● MATERIALS PROVIDED
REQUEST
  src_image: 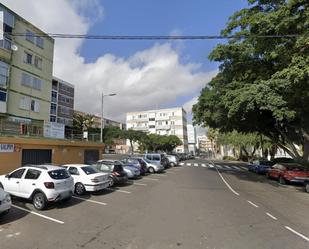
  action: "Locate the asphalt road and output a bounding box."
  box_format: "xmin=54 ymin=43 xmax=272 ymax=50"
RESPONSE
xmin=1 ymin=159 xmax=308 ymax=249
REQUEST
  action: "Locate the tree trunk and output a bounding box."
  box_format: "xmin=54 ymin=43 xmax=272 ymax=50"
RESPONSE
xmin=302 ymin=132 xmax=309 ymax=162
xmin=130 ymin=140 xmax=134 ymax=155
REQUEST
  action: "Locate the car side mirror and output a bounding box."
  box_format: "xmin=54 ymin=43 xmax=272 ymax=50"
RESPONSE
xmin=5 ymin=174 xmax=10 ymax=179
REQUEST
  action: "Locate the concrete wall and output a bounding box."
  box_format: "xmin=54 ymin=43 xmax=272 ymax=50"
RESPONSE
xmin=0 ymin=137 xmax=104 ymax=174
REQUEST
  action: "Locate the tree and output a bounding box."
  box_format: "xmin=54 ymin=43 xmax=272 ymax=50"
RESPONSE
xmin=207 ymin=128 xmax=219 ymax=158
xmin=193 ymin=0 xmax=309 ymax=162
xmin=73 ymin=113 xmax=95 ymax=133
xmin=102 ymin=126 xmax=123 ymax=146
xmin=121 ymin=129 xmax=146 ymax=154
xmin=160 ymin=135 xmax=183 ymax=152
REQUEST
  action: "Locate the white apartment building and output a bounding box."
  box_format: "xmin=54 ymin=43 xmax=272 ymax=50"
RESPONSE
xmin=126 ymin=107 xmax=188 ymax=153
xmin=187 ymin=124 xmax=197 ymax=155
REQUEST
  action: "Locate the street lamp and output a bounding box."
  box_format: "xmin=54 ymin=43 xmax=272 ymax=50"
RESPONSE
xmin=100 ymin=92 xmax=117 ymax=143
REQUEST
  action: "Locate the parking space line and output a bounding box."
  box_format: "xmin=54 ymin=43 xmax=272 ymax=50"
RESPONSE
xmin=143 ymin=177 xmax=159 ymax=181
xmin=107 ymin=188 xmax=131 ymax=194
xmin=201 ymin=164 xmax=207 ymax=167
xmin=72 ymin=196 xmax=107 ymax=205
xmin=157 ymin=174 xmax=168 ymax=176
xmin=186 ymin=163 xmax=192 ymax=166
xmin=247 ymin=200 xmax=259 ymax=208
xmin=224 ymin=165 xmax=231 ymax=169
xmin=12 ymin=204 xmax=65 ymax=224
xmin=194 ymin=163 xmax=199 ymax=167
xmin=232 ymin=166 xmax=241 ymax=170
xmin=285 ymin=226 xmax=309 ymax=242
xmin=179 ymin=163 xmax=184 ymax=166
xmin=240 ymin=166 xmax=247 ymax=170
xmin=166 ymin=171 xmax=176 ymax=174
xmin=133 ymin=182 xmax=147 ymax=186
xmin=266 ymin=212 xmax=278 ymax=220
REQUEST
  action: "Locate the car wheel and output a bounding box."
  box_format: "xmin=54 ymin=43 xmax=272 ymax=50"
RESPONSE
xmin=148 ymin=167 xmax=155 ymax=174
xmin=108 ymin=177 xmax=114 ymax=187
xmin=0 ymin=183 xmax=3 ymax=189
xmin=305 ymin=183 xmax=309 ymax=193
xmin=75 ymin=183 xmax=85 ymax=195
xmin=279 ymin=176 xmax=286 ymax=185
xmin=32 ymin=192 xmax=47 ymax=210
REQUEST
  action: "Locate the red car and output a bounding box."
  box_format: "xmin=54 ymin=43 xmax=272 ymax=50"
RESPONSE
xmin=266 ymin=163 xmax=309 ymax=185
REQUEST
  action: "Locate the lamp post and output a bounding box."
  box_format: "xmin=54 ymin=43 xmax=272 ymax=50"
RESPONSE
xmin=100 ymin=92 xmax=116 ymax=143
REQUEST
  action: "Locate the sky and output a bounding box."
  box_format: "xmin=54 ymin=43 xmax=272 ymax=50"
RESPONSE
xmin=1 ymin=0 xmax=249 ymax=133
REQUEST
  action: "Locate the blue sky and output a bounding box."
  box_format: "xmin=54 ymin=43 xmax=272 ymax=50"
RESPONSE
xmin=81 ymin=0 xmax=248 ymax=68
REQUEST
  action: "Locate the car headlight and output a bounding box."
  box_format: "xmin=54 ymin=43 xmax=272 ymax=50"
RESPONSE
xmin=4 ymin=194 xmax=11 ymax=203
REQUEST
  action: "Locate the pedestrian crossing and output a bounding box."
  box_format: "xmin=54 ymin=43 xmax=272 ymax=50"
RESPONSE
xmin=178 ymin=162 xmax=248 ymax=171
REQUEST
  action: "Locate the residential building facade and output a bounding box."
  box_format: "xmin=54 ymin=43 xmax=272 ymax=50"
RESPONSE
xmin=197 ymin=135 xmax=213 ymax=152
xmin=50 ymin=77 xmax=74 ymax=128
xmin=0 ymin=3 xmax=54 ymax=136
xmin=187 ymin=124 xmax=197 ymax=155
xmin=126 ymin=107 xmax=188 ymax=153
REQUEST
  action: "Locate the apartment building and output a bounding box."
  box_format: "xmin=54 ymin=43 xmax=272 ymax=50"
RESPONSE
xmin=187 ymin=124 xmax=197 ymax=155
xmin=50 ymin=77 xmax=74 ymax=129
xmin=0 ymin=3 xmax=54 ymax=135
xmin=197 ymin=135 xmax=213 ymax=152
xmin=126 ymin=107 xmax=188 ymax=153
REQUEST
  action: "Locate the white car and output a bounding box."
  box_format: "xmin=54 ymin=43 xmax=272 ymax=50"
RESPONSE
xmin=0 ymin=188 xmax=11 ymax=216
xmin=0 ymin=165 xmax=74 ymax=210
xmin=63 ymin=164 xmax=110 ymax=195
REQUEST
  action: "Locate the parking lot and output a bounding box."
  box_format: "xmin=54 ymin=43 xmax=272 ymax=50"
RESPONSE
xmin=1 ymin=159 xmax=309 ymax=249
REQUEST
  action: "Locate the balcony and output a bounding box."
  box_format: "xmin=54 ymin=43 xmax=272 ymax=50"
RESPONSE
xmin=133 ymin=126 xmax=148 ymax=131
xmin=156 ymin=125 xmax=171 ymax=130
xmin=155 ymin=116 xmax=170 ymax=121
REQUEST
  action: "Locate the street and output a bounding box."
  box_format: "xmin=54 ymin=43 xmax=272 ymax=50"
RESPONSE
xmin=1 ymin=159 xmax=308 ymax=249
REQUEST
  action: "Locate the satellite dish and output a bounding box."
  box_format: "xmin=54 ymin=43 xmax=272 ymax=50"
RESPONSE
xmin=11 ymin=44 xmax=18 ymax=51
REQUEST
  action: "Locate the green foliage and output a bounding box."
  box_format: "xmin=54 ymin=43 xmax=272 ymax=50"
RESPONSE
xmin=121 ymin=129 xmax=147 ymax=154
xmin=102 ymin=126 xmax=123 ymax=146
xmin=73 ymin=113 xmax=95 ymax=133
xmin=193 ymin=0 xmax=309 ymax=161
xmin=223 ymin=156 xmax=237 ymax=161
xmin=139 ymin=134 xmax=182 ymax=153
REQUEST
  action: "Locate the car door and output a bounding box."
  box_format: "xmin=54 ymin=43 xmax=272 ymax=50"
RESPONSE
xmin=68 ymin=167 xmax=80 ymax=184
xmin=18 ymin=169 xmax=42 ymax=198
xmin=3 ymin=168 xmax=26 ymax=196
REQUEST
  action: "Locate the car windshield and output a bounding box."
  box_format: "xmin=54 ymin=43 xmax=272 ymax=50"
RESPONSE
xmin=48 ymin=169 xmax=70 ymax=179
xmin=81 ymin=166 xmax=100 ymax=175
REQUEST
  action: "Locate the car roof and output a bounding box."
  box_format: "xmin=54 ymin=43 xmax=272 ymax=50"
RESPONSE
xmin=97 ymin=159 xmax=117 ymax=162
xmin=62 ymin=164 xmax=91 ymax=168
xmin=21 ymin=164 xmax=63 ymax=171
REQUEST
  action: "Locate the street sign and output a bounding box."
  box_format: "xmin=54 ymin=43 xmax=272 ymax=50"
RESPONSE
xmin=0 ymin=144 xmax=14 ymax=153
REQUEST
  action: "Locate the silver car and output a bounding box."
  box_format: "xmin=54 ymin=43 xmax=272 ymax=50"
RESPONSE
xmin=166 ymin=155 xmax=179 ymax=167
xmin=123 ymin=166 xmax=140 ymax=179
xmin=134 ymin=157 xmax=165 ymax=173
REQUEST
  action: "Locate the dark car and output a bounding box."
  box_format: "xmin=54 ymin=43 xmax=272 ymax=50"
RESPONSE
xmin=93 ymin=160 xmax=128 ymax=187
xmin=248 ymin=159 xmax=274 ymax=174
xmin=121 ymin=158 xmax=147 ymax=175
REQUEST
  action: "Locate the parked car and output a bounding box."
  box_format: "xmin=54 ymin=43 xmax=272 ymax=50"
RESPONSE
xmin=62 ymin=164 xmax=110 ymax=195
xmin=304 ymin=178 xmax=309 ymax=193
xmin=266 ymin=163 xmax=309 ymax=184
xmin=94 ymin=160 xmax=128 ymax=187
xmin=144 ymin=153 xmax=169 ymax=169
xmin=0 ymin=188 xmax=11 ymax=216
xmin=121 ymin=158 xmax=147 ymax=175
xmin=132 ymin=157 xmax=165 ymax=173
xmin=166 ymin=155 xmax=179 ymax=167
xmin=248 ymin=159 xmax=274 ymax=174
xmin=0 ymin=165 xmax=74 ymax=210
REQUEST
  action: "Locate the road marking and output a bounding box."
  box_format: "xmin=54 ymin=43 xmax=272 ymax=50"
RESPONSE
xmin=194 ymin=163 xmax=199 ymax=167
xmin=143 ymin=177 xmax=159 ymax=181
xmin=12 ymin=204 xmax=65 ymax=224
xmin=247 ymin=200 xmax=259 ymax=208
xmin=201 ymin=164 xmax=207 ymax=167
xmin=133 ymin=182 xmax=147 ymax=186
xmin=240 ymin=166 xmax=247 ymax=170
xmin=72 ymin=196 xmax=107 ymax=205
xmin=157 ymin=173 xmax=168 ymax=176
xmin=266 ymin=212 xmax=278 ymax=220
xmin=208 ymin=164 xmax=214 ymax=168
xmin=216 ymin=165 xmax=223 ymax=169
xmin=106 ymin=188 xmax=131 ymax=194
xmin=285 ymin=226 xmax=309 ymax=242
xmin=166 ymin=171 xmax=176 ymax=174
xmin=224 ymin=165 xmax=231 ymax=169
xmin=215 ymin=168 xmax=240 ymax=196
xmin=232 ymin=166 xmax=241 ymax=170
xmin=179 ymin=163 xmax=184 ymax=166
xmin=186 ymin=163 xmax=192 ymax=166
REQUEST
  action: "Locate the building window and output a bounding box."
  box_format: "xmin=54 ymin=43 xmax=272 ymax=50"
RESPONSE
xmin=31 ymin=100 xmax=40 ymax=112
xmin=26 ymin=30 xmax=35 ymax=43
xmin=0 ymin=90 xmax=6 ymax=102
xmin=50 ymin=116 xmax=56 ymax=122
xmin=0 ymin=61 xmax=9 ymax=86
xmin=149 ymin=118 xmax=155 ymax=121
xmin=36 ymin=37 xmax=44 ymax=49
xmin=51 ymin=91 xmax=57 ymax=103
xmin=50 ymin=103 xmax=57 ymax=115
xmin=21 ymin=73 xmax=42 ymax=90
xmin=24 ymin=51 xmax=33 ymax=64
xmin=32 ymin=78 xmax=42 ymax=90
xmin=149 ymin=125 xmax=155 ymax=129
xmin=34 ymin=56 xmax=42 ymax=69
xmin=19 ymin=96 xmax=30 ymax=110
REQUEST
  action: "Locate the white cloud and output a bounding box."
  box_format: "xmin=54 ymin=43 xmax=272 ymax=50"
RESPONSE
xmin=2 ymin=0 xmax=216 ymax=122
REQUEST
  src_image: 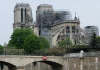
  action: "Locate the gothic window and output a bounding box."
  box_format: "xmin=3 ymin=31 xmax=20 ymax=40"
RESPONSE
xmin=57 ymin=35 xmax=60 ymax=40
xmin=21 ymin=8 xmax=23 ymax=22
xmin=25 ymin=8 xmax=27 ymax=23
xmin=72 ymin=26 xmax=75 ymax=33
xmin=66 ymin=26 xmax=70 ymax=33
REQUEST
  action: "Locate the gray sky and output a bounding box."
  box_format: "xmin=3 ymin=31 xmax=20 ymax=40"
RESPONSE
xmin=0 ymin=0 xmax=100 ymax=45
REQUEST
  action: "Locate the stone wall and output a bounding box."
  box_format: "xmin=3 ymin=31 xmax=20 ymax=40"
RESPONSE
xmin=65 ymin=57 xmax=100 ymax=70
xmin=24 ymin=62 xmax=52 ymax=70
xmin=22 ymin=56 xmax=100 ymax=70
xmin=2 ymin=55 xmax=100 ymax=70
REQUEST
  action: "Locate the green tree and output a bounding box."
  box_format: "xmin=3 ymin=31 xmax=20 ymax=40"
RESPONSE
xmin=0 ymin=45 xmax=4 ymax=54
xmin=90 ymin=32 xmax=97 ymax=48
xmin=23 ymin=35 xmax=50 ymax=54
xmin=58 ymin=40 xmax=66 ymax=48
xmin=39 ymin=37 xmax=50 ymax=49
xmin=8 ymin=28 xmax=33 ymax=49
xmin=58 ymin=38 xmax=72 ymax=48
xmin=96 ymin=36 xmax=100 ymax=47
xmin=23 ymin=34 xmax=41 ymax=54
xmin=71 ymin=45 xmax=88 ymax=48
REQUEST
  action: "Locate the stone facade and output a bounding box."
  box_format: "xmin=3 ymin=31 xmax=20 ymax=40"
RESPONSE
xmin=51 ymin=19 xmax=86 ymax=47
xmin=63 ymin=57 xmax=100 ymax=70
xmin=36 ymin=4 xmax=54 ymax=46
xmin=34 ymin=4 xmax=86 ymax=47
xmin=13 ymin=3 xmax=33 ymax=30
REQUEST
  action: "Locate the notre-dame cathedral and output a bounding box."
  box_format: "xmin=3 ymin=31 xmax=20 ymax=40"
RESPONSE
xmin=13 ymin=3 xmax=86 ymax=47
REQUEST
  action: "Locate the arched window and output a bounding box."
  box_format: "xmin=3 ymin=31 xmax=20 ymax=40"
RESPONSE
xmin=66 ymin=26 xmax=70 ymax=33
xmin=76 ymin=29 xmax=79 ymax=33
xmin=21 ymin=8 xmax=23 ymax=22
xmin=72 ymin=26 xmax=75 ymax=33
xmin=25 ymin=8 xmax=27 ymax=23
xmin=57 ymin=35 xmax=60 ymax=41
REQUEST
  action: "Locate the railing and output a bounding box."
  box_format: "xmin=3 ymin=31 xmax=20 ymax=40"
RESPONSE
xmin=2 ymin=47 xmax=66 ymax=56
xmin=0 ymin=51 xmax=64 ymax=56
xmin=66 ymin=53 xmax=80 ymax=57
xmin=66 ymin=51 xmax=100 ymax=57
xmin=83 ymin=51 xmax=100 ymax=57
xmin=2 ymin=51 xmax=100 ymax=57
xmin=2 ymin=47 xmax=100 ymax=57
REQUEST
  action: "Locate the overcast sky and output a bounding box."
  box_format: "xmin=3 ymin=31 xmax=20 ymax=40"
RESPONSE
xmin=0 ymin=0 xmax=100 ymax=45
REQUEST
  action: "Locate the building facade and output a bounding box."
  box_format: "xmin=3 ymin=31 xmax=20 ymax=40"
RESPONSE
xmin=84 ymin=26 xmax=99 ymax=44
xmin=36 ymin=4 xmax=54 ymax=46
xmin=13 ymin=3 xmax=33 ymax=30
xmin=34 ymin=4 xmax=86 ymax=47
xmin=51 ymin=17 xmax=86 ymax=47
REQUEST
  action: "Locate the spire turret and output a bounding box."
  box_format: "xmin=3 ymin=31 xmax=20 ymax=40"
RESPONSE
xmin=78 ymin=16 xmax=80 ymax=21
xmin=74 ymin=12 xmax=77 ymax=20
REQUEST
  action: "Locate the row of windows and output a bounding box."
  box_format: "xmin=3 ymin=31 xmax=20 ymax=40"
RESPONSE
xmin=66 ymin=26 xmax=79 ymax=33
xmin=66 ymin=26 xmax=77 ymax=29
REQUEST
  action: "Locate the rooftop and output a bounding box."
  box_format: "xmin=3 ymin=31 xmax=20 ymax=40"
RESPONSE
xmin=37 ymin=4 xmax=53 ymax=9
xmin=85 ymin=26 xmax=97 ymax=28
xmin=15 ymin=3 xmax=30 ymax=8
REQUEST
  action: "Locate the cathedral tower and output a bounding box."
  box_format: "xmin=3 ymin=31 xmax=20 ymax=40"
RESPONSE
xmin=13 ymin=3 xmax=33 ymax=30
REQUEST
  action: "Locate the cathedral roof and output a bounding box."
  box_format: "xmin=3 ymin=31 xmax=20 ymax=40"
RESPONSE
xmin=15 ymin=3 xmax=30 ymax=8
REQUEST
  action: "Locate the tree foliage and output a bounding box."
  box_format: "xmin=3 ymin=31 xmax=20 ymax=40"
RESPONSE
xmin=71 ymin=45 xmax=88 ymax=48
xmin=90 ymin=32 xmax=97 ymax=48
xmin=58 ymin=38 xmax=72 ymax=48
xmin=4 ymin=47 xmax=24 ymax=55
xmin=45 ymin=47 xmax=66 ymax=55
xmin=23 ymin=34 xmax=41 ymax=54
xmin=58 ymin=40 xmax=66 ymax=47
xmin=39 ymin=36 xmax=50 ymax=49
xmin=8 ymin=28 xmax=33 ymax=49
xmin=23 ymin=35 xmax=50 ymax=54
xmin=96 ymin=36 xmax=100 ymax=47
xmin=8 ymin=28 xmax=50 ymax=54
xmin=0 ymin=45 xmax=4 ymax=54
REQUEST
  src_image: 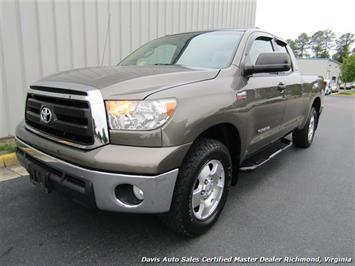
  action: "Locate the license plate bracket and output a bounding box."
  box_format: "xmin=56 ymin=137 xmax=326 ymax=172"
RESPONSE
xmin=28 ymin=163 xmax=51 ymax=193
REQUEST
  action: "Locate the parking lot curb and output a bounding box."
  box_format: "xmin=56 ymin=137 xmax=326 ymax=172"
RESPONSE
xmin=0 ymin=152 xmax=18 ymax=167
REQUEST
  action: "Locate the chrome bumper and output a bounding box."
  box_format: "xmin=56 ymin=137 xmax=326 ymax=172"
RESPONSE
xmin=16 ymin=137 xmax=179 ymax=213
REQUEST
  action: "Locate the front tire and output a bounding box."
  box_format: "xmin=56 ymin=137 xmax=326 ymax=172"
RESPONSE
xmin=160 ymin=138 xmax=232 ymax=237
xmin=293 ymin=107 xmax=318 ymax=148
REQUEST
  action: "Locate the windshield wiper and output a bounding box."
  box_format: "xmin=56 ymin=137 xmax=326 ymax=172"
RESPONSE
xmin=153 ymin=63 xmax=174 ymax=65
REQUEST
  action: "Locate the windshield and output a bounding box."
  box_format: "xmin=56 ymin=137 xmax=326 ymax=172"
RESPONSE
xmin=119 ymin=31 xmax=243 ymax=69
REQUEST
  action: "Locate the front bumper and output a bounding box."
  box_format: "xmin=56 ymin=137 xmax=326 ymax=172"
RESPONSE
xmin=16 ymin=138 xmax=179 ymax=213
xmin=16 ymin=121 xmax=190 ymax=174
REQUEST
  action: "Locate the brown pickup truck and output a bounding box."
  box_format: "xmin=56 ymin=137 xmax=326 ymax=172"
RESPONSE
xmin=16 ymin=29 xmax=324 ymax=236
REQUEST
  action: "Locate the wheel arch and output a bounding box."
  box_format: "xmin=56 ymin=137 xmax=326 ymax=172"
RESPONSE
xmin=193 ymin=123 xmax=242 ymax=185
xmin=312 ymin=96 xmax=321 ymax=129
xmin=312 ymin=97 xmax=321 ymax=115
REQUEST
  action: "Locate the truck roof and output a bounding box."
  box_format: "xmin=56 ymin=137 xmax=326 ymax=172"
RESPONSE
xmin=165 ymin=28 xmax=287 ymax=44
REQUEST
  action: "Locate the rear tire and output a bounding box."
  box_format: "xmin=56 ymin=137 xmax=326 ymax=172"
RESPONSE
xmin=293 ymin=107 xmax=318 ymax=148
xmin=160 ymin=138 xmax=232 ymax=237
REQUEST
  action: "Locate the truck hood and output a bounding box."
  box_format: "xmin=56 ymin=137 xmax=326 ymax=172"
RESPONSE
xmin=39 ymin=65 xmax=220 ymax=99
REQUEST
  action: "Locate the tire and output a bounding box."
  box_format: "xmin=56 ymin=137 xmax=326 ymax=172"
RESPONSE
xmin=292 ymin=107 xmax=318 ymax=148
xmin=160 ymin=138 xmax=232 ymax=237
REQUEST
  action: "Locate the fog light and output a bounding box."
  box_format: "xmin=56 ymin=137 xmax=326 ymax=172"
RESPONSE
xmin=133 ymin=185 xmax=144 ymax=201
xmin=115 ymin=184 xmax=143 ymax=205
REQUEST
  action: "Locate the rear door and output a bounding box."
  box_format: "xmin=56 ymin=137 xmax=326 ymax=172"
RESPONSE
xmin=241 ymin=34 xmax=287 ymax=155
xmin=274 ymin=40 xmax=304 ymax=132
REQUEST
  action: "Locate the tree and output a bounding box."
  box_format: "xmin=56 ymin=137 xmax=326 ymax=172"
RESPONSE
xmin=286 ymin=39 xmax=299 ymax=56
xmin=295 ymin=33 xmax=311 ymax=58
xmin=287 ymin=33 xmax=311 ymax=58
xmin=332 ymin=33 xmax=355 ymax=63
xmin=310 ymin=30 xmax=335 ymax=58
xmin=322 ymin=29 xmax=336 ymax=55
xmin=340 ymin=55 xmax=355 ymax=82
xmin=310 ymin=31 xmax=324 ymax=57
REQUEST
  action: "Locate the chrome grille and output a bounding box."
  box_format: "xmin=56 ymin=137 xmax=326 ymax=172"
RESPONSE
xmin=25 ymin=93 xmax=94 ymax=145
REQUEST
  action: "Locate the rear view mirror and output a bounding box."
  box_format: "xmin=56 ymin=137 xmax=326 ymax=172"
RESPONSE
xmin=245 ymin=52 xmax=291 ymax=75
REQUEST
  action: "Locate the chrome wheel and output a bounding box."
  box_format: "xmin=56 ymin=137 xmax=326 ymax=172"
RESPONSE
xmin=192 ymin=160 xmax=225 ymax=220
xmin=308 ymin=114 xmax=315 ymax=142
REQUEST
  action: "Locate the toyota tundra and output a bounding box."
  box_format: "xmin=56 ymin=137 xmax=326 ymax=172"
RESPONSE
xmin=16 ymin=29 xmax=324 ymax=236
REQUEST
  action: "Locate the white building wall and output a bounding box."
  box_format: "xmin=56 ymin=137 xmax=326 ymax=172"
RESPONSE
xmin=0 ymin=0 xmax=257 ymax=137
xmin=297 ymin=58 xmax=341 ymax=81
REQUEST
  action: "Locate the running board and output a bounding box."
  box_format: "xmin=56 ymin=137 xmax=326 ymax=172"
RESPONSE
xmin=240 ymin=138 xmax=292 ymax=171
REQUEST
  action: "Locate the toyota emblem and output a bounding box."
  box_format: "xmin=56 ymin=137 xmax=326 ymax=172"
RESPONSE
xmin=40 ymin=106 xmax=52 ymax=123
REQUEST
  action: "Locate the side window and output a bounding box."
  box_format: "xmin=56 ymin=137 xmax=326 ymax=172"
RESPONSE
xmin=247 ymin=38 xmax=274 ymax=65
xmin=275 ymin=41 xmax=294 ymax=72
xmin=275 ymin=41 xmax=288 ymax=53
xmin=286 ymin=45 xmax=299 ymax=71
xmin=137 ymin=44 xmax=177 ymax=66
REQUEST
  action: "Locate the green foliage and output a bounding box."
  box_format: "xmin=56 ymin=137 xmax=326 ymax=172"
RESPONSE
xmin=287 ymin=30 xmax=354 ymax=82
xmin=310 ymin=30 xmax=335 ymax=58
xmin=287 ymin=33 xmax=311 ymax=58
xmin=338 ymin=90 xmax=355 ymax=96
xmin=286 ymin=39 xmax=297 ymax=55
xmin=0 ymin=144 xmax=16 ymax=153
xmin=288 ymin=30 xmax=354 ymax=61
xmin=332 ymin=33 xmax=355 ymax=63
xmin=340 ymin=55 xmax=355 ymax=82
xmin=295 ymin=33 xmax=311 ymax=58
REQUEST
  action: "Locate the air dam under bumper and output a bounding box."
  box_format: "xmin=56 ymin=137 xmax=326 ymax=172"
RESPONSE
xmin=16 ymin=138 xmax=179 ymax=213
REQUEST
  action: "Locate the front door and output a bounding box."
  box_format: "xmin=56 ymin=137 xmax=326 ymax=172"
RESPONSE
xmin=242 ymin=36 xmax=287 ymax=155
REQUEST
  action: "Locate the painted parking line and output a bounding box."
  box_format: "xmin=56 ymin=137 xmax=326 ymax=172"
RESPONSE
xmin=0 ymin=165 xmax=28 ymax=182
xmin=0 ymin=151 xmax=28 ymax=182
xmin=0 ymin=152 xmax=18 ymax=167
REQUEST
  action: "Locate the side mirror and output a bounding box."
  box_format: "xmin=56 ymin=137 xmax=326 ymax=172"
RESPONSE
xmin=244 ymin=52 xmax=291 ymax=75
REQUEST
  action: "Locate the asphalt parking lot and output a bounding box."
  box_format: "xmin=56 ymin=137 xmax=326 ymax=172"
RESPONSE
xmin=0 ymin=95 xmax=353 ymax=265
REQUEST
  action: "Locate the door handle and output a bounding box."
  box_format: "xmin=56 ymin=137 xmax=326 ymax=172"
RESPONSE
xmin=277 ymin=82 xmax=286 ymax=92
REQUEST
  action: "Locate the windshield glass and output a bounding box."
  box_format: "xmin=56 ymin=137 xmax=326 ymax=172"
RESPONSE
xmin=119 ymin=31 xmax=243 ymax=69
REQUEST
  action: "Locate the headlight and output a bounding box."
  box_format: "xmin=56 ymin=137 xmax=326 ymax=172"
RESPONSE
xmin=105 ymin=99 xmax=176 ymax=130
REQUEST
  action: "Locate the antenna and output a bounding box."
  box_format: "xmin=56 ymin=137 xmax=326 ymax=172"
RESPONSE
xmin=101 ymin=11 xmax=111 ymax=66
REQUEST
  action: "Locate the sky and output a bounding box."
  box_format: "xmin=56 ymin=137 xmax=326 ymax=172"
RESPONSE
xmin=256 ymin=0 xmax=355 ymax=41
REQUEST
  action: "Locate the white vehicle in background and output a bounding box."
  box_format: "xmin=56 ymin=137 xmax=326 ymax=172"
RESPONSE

● DESCRIPTION OF THE TASK
Give the number of lines in the entries above that include the string "door". No other output is expected.

● WRITTEN SOLUTION
4